**Problems to work on**
1. Could you duplicate a passage of the Nick Lowe blog text word for word, beginning at "With brilliant restraint, he" and stopping after "slammed behind her."?
2. Can you write the next part of the Nick Lowe blog text, picking up after its last sentence?

**Excerpted text**
** BEGIN **
Tuesday, March 25, 2008

"Lover Don't Go" / Nick Lowe


This song absolutely devastates me. This wasn't the song that first made me love Nick Lowe, but it sure does seal the deal. On this album, Impossible Bird, Nick Lowe finally figured out how to cast aside the giddy rocker persona and reinvent himself as a grown-up, and much as I love the goofy youthful Nick, this seasoned crooner gets to me even more.

First of all, it's the way he sings it -- that slightly ragged, weathered texture to his voice, the soulful shiver he brings to that long drawn-out "go" and anguished downward slide on "please" -- the love-drunk adolescent of "Without Love" is long gone, replaced by a grown-up man who knows whereof he speaks.

And the clever wordplay is set aside, too, as it should be. When you're really and truly miserable, who has time to play around with words? There is a very gentle echo in the first verse lines: "There's a hollow in the bed / Where your body used to be / Like the hollow in your heart /Where the love once was for me." But it's that powerful, intensely physical opening image that draws the attention, not the double meaning; I can just picture the crumpled bedclothes, the cruel slant of daylight through the blinds. That millisecond pause before "bed" -- there's phrasing for you.

With brilliant restraint, he then lets fewer syllables do the work. "It's still warm," he notes numbly (can't you just see him running his hand over the bed, in shock?), then ruefully adds, "But it won't be for long." He's been around long enough to know how these things go. And even though he moans, "Lover, don't go / Please, lover don't go," I'm pretty sure the door has already slammed behind her.

Oh, she may still be there -- but he's no fool; he can tell she's already checked out. "I can feel it coming on /With the pounding of my head/ An emptiness inside /Like a nameless dread." He's mourning an honest-to-god relationship between two people who really had connected once, and don't anymore. In the bridge, we get the idea that they had some miles behind them, too: "What about the plans we made / And all the funny games we played / Can you really turn your back / Please . . . . " He can't even finish the rhyme.

He staggers through a few more fragments of the earlier verses, disintegrating as we listen. "It's still warm," he repeats, fixated dazedly on the physical details -- and that warmth in the bed suddenly stands for all the love lingering in his heart.

I'm drawn into this little drama absolutely -- I'm fretting, wondering what woman could ever walk out on Nick, when he clearly is so hung up on her. And yet he accomplishes all this with astonishing economy. The tempo is halting, and the arrangement wonderfully spare -- mostly just acoustic guitar strum and the drawn-out sigh of an organ, though in the bridge he adds echoing back-up vocals and the dejected kick of drums. All pretense has been stripped away, leaving just those emotions, welling up in the emptiness of that deserted bedroom. My heart's aching, that's for sure.

Lover Don't Go sample

Monday, March 24, 2008

"Without Love" / Nick Lowe


Yes, indeed, it's that time of year again -- Nick Lowe Week, when I celebrate the birthday of my favorite aging British rocker with a full week of blog posts. I know, I seem to pay tribute to Nick every other week on here -- but to paraphrase Lesley Gore, it's my blog, and I'll gush if I want to.
** END **
**Supplied material**
** BEGIN **
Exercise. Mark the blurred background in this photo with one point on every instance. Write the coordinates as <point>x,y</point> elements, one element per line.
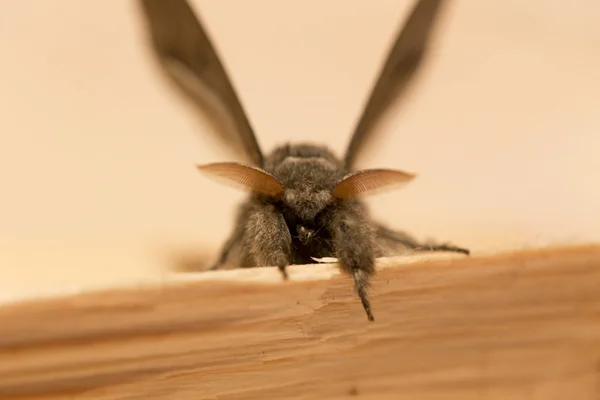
<point>98,153</point>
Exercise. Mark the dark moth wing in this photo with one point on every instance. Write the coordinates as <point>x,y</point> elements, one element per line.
<point>403,61</point>
<point>187,56</point>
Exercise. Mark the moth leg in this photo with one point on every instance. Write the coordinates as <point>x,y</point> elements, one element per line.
<point>268,241</point>
<point>393,240</point>
<point>354,243</point>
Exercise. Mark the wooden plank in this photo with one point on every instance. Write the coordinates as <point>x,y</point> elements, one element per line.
<point>513,326</point>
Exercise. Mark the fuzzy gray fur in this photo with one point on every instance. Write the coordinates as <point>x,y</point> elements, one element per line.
<point>309,222</point>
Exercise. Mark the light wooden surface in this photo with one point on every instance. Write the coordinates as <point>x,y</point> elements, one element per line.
<point>98,155</point>
<point>513,326</point>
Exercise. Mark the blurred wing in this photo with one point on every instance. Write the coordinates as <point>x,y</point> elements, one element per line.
<point>186,54</point>
<point>403,61</point>
<point>368,181</point>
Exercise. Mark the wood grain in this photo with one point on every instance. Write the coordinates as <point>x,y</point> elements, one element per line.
<point>513,326</point>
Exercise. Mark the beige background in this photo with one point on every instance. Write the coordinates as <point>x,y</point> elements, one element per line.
<point>97,153</point>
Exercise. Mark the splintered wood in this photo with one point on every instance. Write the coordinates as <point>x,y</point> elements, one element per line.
<point>513,326</point>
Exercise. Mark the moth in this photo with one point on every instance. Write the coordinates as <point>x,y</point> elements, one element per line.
<point>304,202</point>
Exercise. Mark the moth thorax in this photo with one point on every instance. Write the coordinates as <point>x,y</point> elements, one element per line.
<point>305,234</point>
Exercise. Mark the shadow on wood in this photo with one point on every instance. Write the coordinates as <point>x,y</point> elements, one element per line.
<point>512,326</point>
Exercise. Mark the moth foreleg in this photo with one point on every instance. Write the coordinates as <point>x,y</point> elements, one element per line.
<point>268,241</point>
<point>354,242</point>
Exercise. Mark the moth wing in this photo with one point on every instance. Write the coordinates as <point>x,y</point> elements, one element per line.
<point>368,181</point>
<point>402,63</point>
<point>184,51</point>
<point>246,177</point>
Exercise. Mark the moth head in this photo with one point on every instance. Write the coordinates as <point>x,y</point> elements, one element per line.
<point>246,177</point>
<point>369,181</point>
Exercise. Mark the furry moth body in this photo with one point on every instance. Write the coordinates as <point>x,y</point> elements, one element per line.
<point>304,202</point>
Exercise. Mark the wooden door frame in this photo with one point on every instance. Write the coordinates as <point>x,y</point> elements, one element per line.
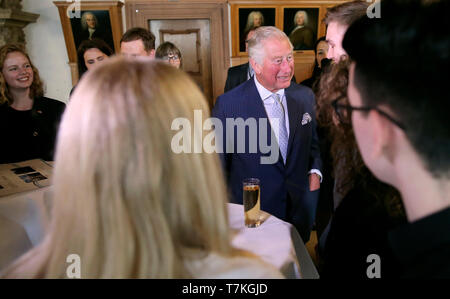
<point>139,12</point>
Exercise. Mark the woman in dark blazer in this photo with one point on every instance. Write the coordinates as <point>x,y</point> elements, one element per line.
<point>28,120</point>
** END **
**Results**
1.
With brilliant restraint, he then lets fewer syllables do the work. "It's still warm," he notes numbly (can't you just see him running his hand over the bed, in shock?), then ruefully adds, "But it won't be for long." He's been around long enough to know how these things go. And even though he moans, "Lover, don't go / Please, lover don't go," I'm pretty sure the door has already slammed behind her.

2.
When people complain that Nick's gone too country in his old age, I wonder -- were they actually listening all those years? This song's from 1979's Labour of Lust (why this brilliant album is out of print, I just can't fathom) and it's as country as they come, a twangy upbeat number with a nifty rockabilly guitar solo in the middle.

Yet the theme is the Number One Pop Theme of All Time -- romantic love. In fact, Nick takes this to the nth degree; this isn't even a song about a girl, but a song about love itself. "Without love," Nick declares, "I am half human / Without love, I'm a machine / Without love, there's nothing doing / I am dying without love." That's just about as pure a statement of generalized lust as you'll ever hear. But the twang gives Nick plenty of room to wink (and he throws in vocal slides and hiccups to underscore the point) . Ironic understatement is more often Nick's line of attack; not here -- he goes full-tilt into Opry-style emotional extravagance.

My favorite line, though, is one I can't imagine being written in Nashville: "Without love, I am an island / All by myself in a heartbreak sea." John Donne reference and all; that's damn deft. And then there's the bridge: "Now there is nowhere I can run / And there is no hiding place / Stickin' out like a sore thumb / By the gloomy look upon my face." Bit by bit, he nudges this song into his own inimitable self-pitying loser mode, until I'm thinking, Aw, poor guy, such an incurable romantic, it would be a shame to leave him all alone... And that dogged brisk rockabilly tempo -- it's like he's on a relentless treadmill he can't get off. Oh, yes, he's dyin' without love. Maybe there's something I could do to help...

No doubt this is one of the songs Nick's thinking of when he says that he can't perform his earlier material anymore. He can't get away with playing the jumpy obsessed adolescent these days. But there really isn't such a distance between this and "Has She Got A Friend?" or "I'm A Mess," is there? It's all good, Nick.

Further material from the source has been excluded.